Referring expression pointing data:
.....

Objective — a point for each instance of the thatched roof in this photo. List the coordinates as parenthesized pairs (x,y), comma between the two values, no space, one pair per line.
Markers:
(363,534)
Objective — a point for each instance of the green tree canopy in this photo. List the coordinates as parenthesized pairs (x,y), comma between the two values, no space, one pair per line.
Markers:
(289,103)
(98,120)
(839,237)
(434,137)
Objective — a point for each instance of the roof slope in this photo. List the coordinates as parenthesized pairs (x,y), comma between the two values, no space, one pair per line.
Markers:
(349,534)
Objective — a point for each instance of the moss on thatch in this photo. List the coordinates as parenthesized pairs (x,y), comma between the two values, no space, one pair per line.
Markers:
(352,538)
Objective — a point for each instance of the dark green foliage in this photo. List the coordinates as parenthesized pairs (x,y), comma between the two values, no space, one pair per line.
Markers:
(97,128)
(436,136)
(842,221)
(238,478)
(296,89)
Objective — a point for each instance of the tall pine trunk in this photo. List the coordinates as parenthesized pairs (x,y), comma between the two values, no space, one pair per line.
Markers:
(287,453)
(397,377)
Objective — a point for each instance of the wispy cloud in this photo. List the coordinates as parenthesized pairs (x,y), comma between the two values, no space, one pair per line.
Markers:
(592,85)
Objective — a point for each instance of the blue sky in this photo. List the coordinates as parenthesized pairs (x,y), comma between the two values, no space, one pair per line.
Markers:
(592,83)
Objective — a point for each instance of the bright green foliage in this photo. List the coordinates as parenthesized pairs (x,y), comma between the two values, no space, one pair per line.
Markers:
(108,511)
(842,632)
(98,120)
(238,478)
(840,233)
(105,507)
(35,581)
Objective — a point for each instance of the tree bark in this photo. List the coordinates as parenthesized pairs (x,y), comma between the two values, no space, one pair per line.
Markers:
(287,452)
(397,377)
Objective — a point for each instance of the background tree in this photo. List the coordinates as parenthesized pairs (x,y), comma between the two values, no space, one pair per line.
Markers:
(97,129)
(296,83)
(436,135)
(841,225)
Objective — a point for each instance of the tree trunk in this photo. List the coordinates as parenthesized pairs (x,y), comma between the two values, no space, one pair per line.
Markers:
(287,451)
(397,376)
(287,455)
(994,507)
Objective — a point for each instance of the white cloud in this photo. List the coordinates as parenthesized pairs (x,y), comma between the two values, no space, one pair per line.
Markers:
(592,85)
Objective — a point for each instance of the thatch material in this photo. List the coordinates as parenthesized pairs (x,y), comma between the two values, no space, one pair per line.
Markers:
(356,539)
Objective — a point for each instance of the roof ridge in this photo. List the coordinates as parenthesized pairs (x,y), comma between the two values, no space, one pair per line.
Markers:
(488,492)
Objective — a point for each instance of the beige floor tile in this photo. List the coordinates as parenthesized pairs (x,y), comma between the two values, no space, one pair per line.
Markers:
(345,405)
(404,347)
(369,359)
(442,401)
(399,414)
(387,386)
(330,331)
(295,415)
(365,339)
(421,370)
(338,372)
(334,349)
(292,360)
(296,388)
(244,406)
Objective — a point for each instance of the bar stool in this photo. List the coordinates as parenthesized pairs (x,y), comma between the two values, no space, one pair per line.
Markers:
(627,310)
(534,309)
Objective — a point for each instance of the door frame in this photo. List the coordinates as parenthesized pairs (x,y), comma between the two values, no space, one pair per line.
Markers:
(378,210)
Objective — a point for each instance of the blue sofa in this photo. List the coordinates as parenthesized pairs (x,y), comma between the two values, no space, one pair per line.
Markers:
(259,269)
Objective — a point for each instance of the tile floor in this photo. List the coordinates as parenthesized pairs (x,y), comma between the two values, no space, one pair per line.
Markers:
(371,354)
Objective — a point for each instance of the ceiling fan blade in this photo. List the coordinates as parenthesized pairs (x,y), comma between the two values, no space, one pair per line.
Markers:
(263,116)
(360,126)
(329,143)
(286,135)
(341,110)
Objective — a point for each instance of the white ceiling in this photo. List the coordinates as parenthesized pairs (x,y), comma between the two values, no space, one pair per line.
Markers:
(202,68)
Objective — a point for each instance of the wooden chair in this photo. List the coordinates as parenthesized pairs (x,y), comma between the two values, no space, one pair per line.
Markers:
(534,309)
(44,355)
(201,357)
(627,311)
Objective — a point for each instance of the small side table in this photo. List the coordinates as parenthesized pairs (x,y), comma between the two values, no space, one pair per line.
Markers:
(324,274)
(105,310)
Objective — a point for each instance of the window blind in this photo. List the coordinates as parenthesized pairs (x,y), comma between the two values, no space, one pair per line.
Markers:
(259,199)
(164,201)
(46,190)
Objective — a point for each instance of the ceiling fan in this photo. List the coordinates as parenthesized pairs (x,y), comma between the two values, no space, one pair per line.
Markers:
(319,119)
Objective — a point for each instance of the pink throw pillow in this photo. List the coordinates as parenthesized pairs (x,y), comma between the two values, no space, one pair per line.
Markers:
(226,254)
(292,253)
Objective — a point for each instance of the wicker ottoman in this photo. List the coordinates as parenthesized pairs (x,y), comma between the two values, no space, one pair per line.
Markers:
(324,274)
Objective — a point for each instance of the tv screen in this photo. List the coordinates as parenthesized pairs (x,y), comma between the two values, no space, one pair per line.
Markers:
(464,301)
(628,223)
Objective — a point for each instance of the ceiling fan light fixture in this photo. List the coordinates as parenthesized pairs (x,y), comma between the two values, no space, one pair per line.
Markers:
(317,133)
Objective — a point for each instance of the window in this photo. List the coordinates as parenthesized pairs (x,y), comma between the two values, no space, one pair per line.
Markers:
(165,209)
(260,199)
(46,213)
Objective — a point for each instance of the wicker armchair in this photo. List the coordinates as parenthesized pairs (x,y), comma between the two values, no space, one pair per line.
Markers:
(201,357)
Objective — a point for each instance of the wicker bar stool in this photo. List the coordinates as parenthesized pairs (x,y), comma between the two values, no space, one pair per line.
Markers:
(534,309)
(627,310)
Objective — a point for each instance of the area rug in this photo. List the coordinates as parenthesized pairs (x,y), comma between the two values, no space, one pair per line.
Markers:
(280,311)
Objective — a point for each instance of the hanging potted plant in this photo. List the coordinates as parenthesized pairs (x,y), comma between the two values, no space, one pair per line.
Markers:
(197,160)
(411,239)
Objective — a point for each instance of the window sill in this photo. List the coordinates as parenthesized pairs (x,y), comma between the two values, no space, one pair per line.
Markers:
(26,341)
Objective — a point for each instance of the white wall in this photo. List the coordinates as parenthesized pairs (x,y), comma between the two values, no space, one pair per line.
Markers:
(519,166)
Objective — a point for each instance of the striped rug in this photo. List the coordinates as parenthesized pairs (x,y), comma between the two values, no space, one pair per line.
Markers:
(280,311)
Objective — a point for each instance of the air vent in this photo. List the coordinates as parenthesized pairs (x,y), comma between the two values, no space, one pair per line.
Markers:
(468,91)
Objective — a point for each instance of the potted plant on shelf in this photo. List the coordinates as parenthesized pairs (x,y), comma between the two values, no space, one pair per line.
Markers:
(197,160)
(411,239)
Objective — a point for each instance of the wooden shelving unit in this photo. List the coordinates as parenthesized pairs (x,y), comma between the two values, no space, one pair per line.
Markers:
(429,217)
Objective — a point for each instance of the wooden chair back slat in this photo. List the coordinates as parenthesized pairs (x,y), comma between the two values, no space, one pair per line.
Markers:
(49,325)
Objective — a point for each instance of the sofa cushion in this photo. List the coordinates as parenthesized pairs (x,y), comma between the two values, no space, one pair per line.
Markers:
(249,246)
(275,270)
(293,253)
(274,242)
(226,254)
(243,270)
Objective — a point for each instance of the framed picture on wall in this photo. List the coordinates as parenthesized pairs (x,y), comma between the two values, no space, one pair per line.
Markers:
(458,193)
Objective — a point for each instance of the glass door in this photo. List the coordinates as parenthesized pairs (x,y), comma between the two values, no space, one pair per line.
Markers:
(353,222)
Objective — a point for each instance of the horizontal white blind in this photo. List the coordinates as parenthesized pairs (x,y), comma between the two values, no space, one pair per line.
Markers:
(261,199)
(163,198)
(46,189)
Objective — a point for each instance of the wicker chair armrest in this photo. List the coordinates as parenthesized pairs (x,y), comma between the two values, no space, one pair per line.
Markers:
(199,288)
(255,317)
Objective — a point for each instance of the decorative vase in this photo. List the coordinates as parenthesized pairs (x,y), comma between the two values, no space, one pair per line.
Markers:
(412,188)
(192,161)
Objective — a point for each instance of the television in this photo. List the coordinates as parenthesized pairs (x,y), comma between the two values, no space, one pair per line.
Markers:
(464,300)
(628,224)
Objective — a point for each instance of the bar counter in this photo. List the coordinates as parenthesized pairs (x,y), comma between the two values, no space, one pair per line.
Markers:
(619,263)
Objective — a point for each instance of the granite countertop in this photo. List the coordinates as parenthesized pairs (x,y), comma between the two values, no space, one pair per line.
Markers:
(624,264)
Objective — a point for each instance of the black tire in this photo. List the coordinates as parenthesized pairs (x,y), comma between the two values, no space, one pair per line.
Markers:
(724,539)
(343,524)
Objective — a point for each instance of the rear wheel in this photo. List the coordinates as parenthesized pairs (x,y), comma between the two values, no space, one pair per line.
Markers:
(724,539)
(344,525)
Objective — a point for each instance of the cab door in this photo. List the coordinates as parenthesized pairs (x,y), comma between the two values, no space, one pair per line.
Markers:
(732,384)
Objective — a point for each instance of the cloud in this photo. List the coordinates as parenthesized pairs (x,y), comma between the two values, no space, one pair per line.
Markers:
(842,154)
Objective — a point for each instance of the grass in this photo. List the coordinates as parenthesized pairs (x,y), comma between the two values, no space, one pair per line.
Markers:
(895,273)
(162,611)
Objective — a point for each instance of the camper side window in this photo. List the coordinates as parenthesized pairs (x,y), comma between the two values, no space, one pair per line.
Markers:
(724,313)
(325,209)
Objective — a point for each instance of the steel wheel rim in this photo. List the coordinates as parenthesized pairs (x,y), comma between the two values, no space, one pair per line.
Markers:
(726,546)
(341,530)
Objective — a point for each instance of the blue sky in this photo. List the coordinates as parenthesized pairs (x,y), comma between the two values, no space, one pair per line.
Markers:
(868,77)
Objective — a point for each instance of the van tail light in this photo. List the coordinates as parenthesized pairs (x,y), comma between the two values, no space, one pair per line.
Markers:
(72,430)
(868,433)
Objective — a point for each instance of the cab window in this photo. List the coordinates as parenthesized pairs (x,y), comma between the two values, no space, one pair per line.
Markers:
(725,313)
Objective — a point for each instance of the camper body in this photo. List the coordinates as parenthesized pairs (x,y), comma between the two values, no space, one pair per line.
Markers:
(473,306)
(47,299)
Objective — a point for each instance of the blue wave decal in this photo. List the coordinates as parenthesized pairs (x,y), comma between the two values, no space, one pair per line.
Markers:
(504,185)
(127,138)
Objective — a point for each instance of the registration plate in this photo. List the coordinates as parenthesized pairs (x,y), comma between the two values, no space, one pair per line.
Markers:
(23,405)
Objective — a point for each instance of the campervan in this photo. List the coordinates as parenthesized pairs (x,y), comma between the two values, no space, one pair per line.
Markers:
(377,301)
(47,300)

.....

■ ASSIGNMENT:
Count the lines in the records above that contain the word "light", and give only the number.

■ WRITTEN ANSWER:
2